Find every line in the rows below that contains the word "hairy", matching case exactly, and copy each of those lines.

DATASET EXCERPTS →
▶

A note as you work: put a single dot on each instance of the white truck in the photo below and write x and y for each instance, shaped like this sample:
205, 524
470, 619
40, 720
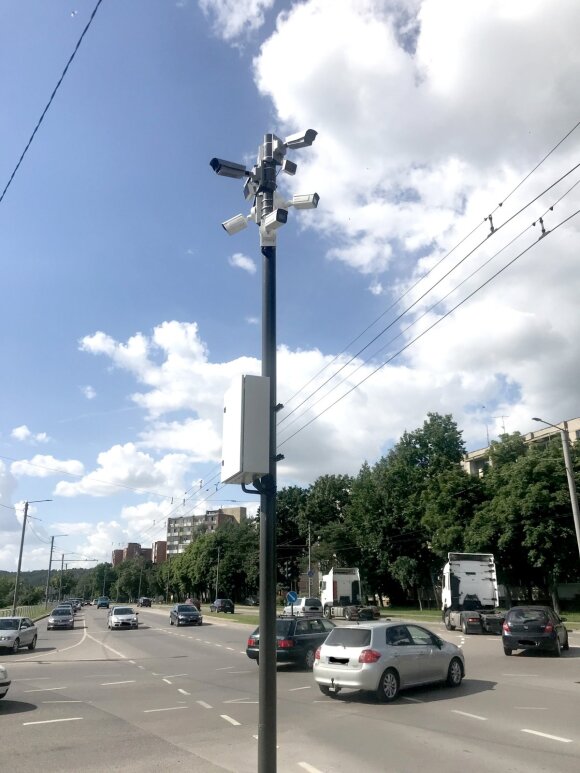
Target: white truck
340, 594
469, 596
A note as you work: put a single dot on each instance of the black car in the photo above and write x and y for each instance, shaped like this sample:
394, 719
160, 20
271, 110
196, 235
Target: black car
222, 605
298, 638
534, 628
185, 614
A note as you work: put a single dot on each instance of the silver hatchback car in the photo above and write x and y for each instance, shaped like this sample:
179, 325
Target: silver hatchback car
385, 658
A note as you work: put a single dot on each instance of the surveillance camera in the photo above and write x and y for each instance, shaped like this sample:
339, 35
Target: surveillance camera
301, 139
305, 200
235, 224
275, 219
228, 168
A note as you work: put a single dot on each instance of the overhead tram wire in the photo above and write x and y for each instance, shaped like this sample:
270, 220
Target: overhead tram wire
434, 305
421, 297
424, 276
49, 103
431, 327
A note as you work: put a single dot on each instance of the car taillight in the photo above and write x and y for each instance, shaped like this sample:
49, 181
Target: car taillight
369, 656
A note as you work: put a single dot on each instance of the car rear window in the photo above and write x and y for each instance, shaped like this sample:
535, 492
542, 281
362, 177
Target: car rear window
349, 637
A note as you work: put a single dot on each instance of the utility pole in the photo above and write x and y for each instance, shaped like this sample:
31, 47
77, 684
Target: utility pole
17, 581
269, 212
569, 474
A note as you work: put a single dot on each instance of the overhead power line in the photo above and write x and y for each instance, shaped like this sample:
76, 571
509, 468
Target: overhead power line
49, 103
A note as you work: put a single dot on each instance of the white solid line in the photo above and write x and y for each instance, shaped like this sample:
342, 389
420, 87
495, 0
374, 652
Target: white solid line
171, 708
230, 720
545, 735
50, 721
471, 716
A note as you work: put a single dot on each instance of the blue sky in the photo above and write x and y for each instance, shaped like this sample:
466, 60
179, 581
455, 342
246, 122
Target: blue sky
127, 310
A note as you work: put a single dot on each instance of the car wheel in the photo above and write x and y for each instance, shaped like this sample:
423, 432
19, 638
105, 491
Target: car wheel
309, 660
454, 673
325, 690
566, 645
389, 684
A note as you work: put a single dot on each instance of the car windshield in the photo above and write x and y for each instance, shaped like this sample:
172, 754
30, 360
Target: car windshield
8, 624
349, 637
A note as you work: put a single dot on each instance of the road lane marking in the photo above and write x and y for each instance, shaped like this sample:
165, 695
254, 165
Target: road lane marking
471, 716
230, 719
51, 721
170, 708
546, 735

◀
▶

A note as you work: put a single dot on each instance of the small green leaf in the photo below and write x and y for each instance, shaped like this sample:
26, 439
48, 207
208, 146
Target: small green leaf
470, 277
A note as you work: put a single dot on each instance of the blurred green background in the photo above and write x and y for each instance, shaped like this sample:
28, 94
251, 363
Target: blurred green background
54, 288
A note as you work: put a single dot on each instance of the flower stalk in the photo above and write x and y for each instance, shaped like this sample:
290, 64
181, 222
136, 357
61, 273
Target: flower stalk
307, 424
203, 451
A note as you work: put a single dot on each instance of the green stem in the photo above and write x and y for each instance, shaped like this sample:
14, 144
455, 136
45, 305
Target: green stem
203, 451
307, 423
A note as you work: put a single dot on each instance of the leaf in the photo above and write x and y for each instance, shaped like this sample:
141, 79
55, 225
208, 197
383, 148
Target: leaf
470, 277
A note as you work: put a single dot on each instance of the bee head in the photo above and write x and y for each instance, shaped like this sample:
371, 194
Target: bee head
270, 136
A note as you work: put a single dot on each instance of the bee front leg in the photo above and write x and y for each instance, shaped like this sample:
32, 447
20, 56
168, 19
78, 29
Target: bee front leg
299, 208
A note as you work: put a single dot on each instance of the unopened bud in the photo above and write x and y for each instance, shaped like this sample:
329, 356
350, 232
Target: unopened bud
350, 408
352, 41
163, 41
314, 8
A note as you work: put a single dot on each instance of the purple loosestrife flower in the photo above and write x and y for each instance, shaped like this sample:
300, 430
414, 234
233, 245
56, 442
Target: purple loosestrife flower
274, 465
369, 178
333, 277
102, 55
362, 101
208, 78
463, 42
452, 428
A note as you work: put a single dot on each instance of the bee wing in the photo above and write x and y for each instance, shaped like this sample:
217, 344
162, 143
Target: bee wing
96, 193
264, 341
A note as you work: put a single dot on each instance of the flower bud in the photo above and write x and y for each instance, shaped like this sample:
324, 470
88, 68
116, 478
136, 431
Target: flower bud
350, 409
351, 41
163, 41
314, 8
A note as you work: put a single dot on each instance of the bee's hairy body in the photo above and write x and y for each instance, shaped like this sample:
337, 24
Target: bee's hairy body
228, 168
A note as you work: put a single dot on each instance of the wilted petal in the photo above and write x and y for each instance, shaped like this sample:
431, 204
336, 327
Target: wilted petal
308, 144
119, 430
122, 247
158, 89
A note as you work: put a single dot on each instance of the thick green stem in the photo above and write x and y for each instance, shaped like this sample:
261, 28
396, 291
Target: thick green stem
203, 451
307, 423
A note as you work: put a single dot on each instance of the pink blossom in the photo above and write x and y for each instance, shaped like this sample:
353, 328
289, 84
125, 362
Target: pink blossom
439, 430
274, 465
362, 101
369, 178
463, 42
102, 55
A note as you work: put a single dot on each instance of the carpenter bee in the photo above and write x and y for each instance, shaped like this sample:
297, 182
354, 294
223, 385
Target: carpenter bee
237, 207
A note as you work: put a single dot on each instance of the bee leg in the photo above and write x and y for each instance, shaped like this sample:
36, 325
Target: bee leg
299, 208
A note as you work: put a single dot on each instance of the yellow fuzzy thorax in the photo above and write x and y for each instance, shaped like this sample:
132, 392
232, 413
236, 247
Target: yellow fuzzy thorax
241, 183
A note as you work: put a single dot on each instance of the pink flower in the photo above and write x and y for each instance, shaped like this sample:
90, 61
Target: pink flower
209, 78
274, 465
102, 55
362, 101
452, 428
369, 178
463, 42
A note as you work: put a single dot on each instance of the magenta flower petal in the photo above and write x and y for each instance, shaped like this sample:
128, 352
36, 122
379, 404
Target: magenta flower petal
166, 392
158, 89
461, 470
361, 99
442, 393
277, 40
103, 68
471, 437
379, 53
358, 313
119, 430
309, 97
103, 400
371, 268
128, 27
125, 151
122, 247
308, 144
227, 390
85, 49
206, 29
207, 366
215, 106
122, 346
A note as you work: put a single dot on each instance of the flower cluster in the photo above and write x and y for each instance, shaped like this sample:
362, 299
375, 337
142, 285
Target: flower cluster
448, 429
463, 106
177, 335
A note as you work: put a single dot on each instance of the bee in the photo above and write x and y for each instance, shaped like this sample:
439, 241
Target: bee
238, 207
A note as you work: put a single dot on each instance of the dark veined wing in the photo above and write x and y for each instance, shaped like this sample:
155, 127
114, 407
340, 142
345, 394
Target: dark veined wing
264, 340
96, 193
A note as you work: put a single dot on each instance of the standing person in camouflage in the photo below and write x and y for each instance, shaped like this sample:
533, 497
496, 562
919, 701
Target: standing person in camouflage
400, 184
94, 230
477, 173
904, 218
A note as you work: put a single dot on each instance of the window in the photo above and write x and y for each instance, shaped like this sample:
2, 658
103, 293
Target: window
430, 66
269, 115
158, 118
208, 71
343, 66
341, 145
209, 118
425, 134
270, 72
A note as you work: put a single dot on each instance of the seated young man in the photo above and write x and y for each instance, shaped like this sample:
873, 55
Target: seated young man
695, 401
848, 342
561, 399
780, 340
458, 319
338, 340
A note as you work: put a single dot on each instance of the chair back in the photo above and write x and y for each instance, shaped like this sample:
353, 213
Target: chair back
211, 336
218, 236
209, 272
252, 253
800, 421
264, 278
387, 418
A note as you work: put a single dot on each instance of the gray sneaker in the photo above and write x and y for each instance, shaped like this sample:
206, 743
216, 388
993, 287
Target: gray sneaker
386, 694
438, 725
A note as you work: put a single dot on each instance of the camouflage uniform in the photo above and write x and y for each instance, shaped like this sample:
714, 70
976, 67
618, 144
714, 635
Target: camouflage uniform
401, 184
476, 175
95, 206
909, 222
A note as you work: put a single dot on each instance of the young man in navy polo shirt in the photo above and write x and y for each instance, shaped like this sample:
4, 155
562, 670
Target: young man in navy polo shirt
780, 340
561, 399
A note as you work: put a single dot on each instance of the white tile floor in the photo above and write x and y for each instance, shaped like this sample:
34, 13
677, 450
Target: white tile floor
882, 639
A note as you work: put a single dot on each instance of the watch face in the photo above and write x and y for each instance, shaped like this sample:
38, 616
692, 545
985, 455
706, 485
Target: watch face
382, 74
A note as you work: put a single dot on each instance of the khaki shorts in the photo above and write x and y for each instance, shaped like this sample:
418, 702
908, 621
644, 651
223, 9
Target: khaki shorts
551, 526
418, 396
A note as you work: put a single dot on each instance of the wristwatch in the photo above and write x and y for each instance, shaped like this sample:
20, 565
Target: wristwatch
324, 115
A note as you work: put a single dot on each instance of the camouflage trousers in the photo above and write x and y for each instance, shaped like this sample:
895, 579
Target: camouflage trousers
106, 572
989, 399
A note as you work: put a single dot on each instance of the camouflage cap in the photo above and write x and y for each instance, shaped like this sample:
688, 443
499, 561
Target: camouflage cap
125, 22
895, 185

◀

RESULT OF THIS TASK →
A note as you work: put a single dot on each instance of the bee's hairy body in the photo above and write x and y for each instance, shaped like this sample:
Target: bee's hairy body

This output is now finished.